* **TASK TO CARRY OUT**:
Of the lines in the data below, write out exactly those from the one holding "Target: white shirt collar" through the one holding "[(235, 163)]", both included.

* **EXTRACTED ENTRIES**:

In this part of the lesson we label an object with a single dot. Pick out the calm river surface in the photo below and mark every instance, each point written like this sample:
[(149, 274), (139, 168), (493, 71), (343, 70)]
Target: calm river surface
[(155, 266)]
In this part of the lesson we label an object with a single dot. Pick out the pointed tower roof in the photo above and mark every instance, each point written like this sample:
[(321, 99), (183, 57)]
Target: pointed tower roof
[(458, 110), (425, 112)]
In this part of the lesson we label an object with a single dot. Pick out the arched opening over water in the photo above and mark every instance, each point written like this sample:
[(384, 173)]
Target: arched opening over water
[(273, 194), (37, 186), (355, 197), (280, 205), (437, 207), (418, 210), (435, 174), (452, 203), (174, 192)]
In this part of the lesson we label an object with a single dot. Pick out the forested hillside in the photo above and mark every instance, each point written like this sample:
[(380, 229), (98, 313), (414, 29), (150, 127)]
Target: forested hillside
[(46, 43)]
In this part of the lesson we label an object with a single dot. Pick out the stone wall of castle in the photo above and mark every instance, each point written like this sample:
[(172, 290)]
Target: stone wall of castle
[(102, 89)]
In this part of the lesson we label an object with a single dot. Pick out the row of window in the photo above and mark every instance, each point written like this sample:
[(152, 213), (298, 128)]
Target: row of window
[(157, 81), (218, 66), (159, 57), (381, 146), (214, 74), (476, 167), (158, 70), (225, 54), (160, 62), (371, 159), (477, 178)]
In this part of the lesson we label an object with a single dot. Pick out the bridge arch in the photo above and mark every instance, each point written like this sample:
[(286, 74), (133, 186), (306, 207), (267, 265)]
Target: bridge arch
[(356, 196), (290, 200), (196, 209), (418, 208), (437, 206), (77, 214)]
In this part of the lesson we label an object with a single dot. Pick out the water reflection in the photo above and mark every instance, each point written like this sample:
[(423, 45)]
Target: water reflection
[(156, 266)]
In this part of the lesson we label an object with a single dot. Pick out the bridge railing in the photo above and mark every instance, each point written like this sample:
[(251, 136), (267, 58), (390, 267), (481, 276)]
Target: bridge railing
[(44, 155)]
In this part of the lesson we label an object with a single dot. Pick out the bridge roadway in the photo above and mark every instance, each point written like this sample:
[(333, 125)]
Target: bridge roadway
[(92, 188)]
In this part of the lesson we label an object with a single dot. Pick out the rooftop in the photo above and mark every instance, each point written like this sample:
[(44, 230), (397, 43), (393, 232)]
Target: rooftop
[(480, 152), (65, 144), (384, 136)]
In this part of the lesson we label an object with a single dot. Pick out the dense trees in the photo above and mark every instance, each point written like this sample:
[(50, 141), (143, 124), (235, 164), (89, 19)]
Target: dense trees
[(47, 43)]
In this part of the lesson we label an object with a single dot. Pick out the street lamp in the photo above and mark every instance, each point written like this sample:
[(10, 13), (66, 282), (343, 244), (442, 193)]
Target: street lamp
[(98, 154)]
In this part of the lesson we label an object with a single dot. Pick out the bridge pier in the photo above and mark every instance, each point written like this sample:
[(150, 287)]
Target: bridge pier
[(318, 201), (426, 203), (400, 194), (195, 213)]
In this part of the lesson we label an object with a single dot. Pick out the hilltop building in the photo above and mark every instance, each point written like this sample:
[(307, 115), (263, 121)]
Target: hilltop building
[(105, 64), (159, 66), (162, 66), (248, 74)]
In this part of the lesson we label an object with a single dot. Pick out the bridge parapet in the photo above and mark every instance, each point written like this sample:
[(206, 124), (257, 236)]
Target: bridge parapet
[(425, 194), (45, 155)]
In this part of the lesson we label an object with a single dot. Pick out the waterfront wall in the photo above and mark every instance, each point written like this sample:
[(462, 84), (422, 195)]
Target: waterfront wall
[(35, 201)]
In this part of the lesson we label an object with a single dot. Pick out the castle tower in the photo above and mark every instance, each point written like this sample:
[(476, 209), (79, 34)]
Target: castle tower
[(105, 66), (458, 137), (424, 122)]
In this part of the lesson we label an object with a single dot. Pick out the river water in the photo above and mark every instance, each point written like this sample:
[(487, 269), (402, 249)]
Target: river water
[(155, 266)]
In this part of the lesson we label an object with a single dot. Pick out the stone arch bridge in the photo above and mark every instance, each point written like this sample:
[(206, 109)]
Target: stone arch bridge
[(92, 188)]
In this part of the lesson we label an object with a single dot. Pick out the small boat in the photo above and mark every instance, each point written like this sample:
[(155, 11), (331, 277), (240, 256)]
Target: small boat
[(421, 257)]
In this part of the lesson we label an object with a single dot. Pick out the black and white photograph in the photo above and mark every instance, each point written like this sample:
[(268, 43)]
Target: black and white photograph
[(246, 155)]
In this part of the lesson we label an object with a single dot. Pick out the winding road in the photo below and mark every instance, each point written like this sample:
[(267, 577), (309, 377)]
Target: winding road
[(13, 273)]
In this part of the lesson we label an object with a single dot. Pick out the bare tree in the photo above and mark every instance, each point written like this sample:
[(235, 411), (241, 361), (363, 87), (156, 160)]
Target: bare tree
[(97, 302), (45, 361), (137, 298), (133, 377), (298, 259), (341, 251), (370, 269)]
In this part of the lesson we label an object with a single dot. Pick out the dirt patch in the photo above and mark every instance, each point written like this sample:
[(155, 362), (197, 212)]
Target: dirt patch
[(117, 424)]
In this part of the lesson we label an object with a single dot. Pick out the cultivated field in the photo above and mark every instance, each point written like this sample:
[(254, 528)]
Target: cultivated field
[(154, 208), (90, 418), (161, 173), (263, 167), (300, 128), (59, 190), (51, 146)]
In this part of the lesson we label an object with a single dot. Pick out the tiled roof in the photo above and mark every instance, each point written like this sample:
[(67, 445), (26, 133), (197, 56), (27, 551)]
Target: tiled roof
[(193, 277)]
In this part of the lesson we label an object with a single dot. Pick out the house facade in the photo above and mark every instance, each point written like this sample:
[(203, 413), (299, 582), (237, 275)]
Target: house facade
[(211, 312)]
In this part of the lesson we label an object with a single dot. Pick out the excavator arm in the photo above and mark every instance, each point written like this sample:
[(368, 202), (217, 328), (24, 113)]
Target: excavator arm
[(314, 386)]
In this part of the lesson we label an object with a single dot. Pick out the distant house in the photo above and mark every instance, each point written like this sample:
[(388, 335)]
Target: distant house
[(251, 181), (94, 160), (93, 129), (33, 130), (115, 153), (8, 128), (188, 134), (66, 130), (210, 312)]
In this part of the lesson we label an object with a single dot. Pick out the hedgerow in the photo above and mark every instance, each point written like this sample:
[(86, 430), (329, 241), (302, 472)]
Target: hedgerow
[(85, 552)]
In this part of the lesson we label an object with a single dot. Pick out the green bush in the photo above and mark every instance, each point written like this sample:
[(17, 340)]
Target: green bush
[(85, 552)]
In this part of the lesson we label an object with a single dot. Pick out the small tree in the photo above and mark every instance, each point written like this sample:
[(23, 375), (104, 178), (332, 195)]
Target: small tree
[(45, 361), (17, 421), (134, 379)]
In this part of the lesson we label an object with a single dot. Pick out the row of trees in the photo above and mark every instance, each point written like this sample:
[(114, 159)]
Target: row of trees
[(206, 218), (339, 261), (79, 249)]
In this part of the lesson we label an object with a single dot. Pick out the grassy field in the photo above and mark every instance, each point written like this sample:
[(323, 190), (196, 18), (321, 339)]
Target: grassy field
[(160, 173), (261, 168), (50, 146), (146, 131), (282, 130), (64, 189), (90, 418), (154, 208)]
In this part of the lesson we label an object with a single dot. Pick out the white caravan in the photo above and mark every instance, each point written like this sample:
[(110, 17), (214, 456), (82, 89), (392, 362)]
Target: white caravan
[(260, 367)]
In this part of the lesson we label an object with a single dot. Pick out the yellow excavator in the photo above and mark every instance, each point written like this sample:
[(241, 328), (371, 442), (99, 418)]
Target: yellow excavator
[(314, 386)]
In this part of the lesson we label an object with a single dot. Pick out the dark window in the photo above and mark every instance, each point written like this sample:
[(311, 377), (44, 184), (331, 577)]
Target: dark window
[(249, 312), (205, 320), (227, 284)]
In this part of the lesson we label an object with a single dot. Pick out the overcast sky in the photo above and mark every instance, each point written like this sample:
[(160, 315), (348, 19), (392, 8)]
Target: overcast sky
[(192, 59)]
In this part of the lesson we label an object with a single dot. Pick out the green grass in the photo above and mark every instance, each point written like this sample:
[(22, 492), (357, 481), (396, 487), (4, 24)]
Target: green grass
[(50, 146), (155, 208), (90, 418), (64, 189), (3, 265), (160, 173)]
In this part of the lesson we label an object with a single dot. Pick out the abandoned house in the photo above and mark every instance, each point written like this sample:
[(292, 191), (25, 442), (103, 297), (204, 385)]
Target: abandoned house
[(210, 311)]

==

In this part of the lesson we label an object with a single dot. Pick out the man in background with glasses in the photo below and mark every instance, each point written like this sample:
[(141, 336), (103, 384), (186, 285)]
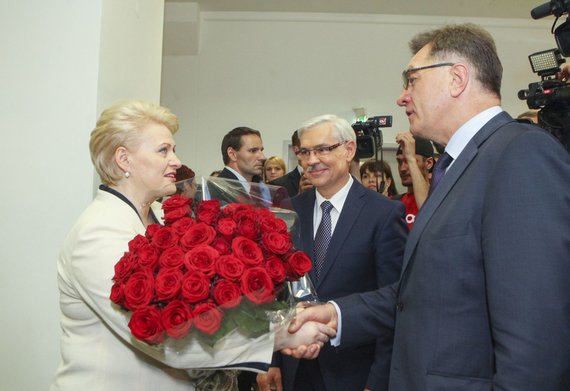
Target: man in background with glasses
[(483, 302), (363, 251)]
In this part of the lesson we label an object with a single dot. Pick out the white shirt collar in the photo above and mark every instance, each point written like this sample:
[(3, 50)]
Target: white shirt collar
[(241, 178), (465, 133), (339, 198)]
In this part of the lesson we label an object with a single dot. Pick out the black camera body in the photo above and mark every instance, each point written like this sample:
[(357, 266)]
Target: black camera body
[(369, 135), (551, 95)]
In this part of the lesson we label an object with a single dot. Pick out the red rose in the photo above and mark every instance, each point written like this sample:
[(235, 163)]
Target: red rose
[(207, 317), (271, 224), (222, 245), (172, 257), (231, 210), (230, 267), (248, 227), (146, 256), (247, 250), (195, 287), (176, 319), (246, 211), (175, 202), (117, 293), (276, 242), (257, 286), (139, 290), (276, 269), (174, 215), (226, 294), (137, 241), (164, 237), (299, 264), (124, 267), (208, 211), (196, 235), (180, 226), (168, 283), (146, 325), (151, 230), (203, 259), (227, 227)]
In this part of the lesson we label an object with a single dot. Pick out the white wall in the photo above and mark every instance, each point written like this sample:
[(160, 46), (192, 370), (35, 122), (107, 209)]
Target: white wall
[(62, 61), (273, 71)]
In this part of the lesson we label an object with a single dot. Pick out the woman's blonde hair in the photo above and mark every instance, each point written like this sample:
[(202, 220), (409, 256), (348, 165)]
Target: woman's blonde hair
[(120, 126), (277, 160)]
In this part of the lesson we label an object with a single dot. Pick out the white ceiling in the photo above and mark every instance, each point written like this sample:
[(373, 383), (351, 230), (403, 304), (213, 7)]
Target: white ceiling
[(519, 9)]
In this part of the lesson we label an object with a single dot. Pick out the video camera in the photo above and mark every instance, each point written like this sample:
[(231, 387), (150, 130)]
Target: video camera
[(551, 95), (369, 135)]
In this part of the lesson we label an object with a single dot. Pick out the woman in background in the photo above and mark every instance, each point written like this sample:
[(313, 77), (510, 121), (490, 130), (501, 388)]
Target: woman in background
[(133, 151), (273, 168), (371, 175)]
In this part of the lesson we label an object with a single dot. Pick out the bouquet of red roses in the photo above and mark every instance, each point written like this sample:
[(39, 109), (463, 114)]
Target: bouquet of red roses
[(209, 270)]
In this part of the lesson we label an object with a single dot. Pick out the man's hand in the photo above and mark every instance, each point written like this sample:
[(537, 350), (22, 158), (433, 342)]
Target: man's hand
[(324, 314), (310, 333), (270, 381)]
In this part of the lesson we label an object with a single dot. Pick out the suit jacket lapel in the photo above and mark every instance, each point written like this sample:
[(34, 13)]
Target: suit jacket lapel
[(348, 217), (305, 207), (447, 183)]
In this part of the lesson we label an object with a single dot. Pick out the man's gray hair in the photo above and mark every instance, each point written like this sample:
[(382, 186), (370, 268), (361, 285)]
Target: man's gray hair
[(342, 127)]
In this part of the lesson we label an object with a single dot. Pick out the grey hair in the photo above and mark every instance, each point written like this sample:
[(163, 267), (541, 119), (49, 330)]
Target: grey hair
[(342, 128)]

* **OUTPUT BELOW**:
Target: white shirt collar
[(241, 178), (465, 133), (339, 198)]
In this part of the lesson we label an object with a single dot. Pick out the black camera body in the photo above and mark every instance, each point written like this sample:
[(357, 266)]
Target: black camera body
[(369, 135), (551, 95)]
In this part of the lesson we label an object with a single dot. Pick out the red rose in the photo above and mark every instance, each point written like this sample:
[(235, 163)]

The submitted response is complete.